Please list each line in the records below that contains the word "white". Case matters.

━━━━━ Data rows

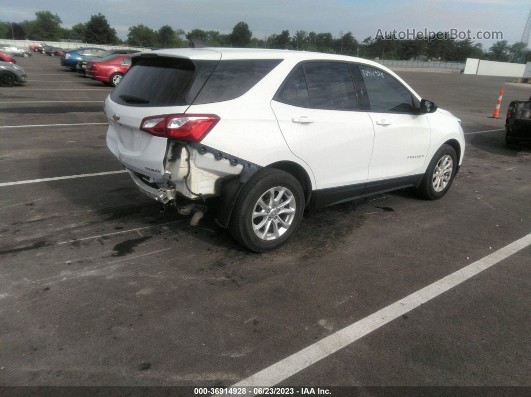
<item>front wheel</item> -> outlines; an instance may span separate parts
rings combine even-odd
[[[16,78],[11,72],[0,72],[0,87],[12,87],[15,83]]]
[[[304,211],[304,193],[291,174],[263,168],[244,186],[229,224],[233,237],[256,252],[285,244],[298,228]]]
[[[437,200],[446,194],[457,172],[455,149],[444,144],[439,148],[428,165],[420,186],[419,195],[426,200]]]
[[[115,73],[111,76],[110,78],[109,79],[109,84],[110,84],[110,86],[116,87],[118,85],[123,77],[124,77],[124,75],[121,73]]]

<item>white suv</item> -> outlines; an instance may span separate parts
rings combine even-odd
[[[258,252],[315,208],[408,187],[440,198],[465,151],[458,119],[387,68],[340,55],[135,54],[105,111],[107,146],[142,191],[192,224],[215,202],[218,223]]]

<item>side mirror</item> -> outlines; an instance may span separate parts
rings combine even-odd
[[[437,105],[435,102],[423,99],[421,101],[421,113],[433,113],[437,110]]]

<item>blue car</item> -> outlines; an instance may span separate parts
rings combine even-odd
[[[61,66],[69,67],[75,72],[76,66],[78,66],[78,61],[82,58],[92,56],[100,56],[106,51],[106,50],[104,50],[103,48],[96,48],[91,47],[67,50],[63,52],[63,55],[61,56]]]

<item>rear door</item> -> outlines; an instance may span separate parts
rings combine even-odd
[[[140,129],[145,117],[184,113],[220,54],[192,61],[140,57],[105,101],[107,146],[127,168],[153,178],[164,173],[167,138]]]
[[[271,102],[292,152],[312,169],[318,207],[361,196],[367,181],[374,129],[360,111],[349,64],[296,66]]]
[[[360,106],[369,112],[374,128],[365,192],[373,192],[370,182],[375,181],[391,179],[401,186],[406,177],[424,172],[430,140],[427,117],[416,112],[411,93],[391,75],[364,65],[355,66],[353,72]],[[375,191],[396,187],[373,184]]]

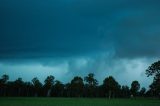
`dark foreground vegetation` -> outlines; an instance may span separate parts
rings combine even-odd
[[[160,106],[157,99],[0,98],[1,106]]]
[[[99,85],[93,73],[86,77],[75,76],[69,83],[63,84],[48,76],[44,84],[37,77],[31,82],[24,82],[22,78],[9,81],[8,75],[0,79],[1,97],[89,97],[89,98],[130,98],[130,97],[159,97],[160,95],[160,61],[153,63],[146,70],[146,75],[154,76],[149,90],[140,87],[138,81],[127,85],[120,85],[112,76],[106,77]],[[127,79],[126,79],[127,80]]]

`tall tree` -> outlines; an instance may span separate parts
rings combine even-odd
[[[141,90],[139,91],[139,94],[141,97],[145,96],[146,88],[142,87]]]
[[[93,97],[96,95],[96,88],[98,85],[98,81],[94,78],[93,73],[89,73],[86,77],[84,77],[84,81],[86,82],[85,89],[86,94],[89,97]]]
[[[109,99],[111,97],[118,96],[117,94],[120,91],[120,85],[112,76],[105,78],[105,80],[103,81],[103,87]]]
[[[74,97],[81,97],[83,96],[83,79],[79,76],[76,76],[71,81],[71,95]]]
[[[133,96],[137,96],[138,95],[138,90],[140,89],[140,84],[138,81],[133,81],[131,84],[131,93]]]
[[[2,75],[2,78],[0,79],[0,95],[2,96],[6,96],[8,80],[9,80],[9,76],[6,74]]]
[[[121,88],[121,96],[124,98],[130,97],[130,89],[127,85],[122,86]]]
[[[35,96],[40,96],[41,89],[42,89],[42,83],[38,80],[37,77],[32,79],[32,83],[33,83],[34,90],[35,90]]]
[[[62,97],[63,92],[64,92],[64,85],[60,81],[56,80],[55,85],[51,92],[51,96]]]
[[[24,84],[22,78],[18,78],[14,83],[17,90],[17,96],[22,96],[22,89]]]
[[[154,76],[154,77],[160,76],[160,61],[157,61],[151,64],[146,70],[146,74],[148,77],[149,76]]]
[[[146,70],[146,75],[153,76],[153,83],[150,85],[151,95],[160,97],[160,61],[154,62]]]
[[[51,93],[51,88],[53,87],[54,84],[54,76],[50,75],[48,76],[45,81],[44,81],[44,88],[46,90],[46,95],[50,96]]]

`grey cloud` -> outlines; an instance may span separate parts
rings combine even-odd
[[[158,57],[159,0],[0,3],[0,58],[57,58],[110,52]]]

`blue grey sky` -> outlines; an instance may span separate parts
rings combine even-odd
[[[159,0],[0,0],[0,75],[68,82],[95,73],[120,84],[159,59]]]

━━━━━━━━━━
━━━━━ Data rows

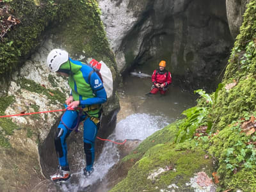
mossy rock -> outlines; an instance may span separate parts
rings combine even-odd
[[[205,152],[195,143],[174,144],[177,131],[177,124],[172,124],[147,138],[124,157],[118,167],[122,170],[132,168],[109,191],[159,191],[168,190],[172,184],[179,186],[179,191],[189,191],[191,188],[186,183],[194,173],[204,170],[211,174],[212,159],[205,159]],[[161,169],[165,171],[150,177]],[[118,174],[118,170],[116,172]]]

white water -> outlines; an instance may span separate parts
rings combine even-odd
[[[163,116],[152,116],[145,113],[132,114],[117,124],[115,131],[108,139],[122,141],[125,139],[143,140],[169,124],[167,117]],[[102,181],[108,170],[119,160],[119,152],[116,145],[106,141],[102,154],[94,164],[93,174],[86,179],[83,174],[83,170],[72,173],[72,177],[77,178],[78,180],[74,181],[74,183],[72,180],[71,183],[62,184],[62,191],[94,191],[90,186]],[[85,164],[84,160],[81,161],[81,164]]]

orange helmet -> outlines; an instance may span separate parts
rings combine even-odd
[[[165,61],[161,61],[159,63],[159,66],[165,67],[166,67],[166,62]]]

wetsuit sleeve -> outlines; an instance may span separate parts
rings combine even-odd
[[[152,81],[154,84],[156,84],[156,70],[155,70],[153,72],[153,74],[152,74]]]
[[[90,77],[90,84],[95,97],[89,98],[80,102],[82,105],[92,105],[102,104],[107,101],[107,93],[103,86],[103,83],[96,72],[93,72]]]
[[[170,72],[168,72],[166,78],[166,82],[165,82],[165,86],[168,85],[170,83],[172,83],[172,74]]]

━━━━━━━━━━

Final result:
<item>white suv</item> -> outlines; an instance may span separate parts
white water -> outlines; an instance may span separate parts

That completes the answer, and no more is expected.